* _TEXT SECTION_:
# Well Here's Something Fresh



## Dan Halen (May 16, 2002)

Yep. That's cloth. On an S3 sport seat. Sure, it's not the Super Sport seat, but... cloth. On an S3 seat. Want.










It also comes with the "mono.pur" interior upgrades:



















From: http://www.ebay.de/itm/Audi-A3-8V-S...972025304?pt=DE_Autoteile&hash=item51b79019d8

It's interesting to note that the "mono.pur" kneepads aren't part of the console; rather, they're separate attachments. Maybe they can be added later if we're not offered the option?


----------



## Dan Halen (May 16, 2002)

Another auction (http://www.ebay.de/itm/Audi-A3-S3-8...305865732?pt=DE_Autoteile&hash=item2a36abf604) shows the mono.pur kneepads attached to the console:


----------



## Cyncris (Aug 12, 2012)

Why in gods name would you want cloth?
Cloth stains easily
If you happen to be a little wet(sweat, rainstorm, whatever) all of that goes into the seat....it can't be cleaned off
Cloth is not near as durable
can you even get heated seats with cloth?

cloth seats soak up all of the smells so that a few years down the road you still smell all of the sweat that you have let the seat soak up, all 87 pizzas that you picked up, all 397 times that your wife brought her half eaten fish home from dinner, and that time you left your sunroof open in the rain for 10 minutes and the seat has started to mildew inside

I just can't come up with a reason to want cloth.


----------



## Dan Halen (May 16, 2002)

It's cooler in the summer and warmer in the winter, it aids in a quieter cabin, it grips better than leather, and it often wears better than leather.

Pizzas go on the floor or in the trunk. It's rare that drinks come into the car. It's a car, not a restaurant. 



I had cloth seats in my GLI for nearly five years, and they were free of stains or scents when I removed them. The replacement cloth seats were virtually brand new (<1,000 miles) when installed, and they're still free of stains and scents roughly four years later. It's not difficult; you just have to be aware of what you're doing. I don't have kids, but I do understand that leather is often better for those that do.

... and yes, cloth can be heated. My GLI seats are heated.


----------



## mike3141 (Feb 16, 1999)

I had an A4 with cloth seats. When I went to trade it in the salesman told me that they had cut the trade-in value because buyers preferred leather seats.

* _INPUT_:
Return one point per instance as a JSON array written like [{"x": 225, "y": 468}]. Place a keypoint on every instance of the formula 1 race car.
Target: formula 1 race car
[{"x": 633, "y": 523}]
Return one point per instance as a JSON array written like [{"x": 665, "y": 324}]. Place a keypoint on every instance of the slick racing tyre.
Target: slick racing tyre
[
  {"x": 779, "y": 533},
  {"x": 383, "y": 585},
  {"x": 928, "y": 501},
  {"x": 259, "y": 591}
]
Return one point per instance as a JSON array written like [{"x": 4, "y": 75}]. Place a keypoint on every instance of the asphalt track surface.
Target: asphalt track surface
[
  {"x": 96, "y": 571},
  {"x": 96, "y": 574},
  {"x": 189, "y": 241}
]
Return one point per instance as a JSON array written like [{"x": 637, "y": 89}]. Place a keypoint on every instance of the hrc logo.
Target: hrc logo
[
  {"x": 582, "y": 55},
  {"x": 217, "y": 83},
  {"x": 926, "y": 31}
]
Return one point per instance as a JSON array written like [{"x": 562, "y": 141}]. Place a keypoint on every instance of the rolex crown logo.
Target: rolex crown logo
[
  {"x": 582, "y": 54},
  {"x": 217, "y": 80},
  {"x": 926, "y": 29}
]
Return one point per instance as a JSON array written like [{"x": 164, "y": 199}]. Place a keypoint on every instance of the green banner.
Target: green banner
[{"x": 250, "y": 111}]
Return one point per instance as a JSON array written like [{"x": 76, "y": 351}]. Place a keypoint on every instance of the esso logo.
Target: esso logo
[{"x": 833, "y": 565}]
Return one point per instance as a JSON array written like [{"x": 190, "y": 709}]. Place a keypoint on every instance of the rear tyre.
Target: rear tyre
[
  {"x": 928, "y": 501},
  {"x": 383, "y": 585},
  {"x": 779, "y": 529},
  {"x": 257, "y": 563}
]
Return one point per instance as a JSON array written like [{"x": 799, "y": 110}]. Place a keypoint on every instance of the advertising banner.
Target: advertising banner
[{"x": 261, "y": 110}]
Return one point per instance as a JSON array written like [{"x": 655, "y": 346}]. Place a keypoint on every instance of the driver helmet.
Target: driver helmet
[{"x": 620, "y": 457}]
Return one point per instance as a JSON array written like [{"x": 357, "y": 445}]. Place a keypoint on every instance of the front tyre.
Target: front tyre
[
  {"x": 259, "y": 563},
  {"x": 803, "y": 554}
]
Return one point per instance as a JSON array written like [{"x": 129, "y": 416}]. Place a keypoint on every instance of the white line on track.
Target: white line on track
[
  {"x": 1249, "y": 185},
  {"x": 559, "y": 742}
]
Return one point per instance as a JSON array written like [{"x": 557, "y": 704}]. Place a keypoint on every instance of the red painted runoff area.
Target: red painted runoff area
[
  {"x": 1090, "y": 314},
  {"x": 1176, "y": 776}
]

* _DIRECTIVES_:
**A.** Decide whether each statement below agrees with the forum thread on cloth seats, answering yes or no and quoting the deciding words of the thread: (i) Dan Halen says the "mono.pur" kneepads in the first auction are part of the console; (ii) Dan Halen's GLI seats are heated; (iii) mike3141 says the salesman raised the trade-in value of the A4.
**B.** Show every line of the entries that contains the string "racing", with case counting.

* _SOLUTION LIST_:
**A.**
(i) No: "the "mono.pur" kneepads aren't part of the console; rather, they're separate attachments."
(ii) Yes: "My GLI seats are heated."
(iii) No: "they had cut the trade-in value because buyers preferred leather seats."

**B.**
Return one point per instance as a JSON array written like [{"x": 665, "y": 324}]. Place a keypoint on every instance of the slick racing tyre.
Target: slick racing tyre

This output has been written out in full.